__MATERIAL PROVIDED__
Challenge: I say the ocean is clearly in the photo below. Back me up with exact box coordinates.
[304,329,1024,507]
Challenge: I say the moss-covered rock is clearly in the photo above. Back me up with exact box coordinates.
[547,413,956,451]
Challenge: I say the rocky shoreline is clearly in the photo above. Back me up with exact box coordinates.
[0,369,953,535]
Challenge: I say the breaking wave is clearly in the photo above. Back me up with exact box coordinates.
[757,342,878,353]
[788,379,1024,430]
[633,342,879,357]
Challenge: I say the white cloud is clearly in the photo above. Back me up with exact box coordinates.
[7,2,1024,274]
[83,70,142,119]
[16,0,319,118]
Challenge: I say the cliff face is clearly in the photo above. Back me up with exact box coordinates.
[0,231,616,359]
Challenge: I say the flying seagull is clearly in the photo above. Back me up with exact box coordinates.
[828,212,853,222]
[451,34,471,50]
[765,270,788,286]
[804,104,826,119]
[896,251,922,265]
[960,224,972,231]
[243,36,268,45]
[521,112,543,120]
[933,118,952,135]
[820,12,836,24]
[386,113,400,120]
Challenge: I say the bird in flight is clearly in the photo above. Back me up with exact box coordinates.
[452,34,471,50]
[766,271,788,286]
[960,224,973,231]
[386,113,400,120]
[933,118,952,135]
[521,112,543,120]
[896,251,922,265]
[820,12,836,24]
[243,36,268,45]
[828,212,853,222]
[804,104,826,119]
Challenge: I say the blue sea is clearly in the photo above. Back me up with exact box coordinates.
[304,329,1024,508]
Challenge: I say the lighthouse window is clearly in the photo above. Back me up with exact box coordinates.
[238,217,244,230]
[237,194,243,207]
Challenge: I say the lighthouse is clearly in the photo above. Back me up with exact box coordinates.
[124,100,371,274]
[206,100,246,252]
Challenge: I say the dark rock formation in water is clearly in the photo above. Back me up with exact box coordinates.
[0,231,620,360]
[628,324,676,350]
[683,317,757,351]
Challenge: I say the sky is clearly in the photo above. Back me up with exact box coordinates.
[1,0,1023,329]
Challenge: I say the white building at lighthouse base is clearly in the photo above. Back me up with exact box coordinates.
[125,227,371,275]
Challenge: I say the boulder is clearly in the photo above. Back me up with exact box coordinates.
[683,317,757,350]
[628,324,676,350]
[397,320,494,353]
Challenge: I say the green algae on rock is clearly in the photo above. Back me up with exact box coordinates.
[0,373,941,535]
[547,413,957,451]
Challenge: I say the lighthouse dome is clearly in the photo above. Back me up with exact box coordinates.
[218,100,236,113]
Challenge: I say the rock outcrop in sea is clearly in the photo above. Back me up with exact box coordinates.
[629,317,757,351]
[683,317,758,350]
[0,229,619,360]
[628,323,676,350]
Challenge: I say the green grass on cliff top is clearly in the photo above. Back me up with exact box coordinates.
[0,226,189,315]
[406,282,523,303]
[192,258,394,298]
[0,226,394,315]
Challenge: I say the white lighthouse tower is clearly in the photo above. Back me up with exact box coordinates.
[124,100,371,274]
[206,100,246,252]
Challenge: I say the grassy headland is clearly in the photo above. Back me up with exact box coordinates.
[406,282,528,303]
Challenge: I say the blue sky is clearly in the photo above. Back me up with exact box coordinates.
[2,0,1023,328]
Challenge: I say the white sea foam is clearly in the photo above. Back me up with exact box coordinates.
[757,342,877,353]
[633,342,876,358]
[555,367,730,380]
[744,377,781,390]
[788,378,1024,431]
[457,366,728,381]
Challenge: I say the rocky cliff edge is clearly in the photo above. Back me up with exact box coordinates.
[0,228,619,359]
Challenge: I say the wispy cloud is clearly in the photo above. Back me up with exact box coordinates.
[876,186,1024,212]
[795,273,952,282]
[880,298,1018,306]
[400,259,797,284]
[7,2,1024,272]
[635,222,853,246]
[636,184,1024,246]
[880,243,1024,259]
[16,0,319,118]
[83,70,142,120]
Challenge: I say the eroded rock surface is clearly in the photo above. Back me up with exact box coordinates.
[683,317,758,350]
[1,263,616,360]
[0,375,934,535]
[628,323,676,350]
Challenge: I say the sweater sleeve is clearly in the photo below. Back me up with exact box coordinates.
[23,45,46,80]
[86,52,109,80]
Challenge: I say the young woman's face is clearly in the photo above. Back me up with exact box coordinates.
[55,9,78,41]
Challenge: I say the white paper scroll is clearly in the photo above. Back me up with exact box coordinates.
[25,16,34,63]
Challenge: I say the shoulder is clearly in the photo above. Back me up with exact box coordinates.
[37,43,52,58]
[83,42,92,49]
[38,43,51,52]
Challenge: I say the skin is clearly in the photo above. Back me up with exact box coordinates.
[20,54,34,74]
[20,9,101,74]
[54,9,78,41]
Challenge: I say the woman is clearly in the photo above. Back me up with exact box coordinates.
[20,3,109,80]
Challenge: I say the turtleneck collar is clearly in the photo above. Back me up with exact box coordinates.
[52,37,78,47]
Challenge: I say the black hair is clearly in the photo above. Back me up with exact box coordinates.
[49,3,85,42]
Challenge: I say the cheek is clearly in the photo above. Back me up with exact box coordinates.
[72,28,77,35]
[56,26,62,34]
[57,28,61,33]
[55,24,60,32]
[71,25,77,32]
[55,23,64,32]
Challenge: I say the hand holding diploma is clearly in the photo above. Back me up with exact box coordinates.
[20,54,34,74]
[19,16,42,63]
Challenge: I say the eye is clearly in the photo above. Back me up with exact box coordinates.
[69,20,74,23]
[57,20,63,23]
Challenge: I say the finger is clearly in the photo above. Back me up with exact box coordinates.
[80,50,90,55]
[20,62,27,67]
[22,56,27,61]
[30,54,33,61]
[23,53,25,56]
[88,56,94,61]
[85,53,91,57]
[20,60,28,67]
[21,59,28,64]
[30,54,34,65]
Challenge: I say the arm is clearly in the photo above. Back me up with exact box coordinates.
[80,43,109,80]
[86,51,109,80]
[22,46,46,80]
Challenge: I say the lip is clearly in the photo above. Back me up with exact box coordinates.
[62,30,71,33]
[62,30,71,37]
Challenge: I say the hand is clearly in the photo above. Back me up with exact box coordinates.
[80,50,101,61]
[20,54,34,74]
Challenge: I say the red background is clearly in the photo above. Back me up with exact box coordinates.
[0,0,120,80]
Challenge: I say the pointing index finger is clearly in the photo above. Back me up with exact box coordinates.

__WORK INSTRUCTION__
Repeat the material above in full so that each line matches the original exactly.

__ANSWER FOR THE TASK__
Challenge: I say the ocean is clearly in the photo below. Back me up with exact box coordinates.
[304,329,1024,507]
Challenge: I say the moss-covered rock is clearly in the photo above. Back me up with exact box coordinates.
[547,413,956,451]
Challenge: I say the rocky shoreline is clearly in the photo above. Back me up with exact box coordinates.
[0,369,953,535]
Challenge: I say the breaking wave is clearly in the photo above. Back me up with exact box coordinates.
[757,342,878,353]
[788,379,1024,430]
[633,342,879,357]
Challenge: I say the white cloud is clearly in the photo above. Back me up with exact box coordinates.
[7,2,1024,274]
[83,70,142,119]
[16,0,319,118]
Challenge: I say the cliff face is clearly in the photo above. Back me up with exact box coordinates.
[0,231,616,359]
Challenge: I say the flying seagull is clearly in the photo above. Back me up with exact box coordinates.
[828,212,853,222]
[451,34,471,50]
[765,270,788,286]
[804,104,826,119]
[896,251,922,265]
[960,224,972,231]
[243,36,268,45]
[521,112,543,120]
[933,118,952,135]
[820,12,836,24]
[386,113,400,120]
Challenge: I say the bird in flight is clearly in the photo above. Back me up with exact box coordinates.
[452,34,471,50]
[766,271,788,286]
[960,224,973,231]
[386,113,400,120]
[933,118,952,135]
[521,112,543,120]
[896,251,922,265]
[820,12,836,24]
[243,36,268,45]
[828,212,853,222]
[804,104,826,119]
Challenge: I say the blue sea is clearly in the photo above. Back me up with exact box coordinates.
[304,329,1024,508]
Challenge: I say the lighthouse window is clearly in the photo above. Back me up with exact box coordinates.
[238,217,244,230]
[237,194,243,207]
Challenge: I say the lighthouse is clearly in the photo above. Back me up with exact box coordinates.
[124,100,371,274]
[206,100,246,252]
Challenge: I say the dark rock formation in water is clearly in the photo above. Back me up with exact box coordinates.
[0,231,620,360]
[628,324,676,350]
[683,317,757,351]
Challenge: I say the sky is clearly in the photo above. Back me up with exact box coordinates.
[1,0,1023,329]
Challenge: I say the white building at lighthouse base is clearly in the photo above. Back me up with exact box coordinates.
[125,227,371,275]
Challenge: I say the boulder is clearly in the photo above. Back me up with exact box coordinates.
[683,317,757,350]
[628,324,676,350]
[397,320,494,353]
Challenge: I say the green algae on rock is clearly in the photo above. Back me up with exact box coordinates.
[0,373,941,535]
[547,413,957,451]
Challenge: I say the lighthouse dome is clearly in the photo above. Back me up with exact box coordinates.
[218,100,236,113]
Challenge: I say the rock outcrop in sea is clearly in the photo above. Back me up with exact box coordinates.
[629,317,757,351]
[683,317,758,350]
[0,229,619,360]
[628,323,676,350]
Challenge: I say the green grass on cliff top is clearly in the photo above. Back me up with exact box coordinates.
[0,226,189,315]
[406,282,523,303]
[192,258,394,298]
[0,226,394,315]
Challenge: I say the white lighthouse tower is clearly in the photo above. Back me up with exact box coordinates.
[124,100,371,274]
[206,100,246,252]
Challenge: I say the grassy headland is clearly in the photo above. Back me up with exact box coordinates.
[406,282,528,303]
Challenge: I say the blue sky is clearly in the photo above. Back me up with exact box coordinates.
[2,0,1023,328]
Challenge: I say the white sea foam is clearly in the photo above. Back me up with exact box coordinates.
[757,342,877,353]
[633,342,876,358]
[555,367,730,380]
[744,377,781,390]
[788,378,1024,431]
[457,366,728,381]
Challenge: I say the rocky cliff edge is clearly in the photo above. Back me up with exact box coordinates.
[0,228,619,359]
Challenge: I say the wispy cloud is clearly in the photo above. Back me up with exact box coordinates.
[876,186,1024,212]
[795,273,952,282]
[880,298,1018,306]
[400,259,797,284]
[7,2,1024,272]
[635,222,853,246]
[636,184,1024,246]
[880,243,1024,259]
[16,0,319,118]
[83,70,142,120]
Challenge: I say the eroded rock surface is clearly in the photo above. Back me up with exact box coordinates.
[683,317,758,350]
[1,263,616,360]
[0,375,934,535]
[628,323,676,350]
Challenge: I say the sweater sleeve is clearly in the photo below. Back me up with exact box coordinates.
[23,45,46,80]
[86,52,109,80]
Challenge: I say the young woman's face is clearly in the photo above. Back me up with exact box coordinates.
[55,9,78,41]
Challenge: I say the white paper scroll is clearly in the photo above. Back me up with exact box coordinates.
[25,16,34,63]
Challenge: I say the shoulder is clearly in the photo above. Back me up with exact box coordinates.
[37,43,52,58]
[83,42,92,49]
[38,43,51,52]
Challenge: I say the skin is clearly in the photo above. Back me up with exact box coordinates.
[20,54,34,74]
[20,9,101,74]
[54,9,78,41]
Challenge: I say the woman is clearly in the photo above. Back me up with exact box coordinates.
[20,3,109,80]
Challenge: I say the turtleneck collar is clearly in the photo above. Back me up with exact box coordinates.
[52,37,78,47]
Challenge: I say the black hair is clearly in the photo above. Back me up with exact box coordinates.
[49,3,85,42]
Challenge: I say the cheek is clearly in the photo above. Back me up with exact box coordinates.
[72,28,77,35]
[56,26,62,34]
[57,28,61,33]
[55,24,60,32]
[71,25,77,32]
[55,23,64,32]
Challenge: I say the hand holding diploma is clearly in the photo above. Back me up with exact box coordinates.
[20,54,34,74]
[19,16,42,63]
Challenge: I say the eye is clearly in the photo above. Back me up with exact box coordinates.
[69,20,74,23]
[57,20,63,23]
Challenge: I say the finger is clearly in the photo above. Back me up with exact box coordinates.
[80,50,90,55]
[20,62,27,67]
[22,56,27,61]
[30,54,33,61]
[23,53,25,56]
[88,56,94,61]
[85,53,91,57]
[20,60,28,67]
[21,59,28,64]
[30,54,34,65]
Challenge: I say the arm is clearly in the photo above. Back me up with exact box coordinates.
[80,43,109,80]
[86,51,109,80]
[22,46,46,80]
Challenge: I say the lip is clearly in the photo above. Back me up with exact box coordinates.
[62,30,71,33]
[62,30,71,37]
Challenge: I say the hand is clearly in the photo above. Back me up with exact box coordinates.
[80,50,101,61]
[20,54,34,74]
Challenge: I say the red background is clearly in the photo above. Back me up with exact box coordinates.
[0,0,120,80]
Challenge: I say the pointing index finger is clearly in the photo above. Back me up with exact box coordinates.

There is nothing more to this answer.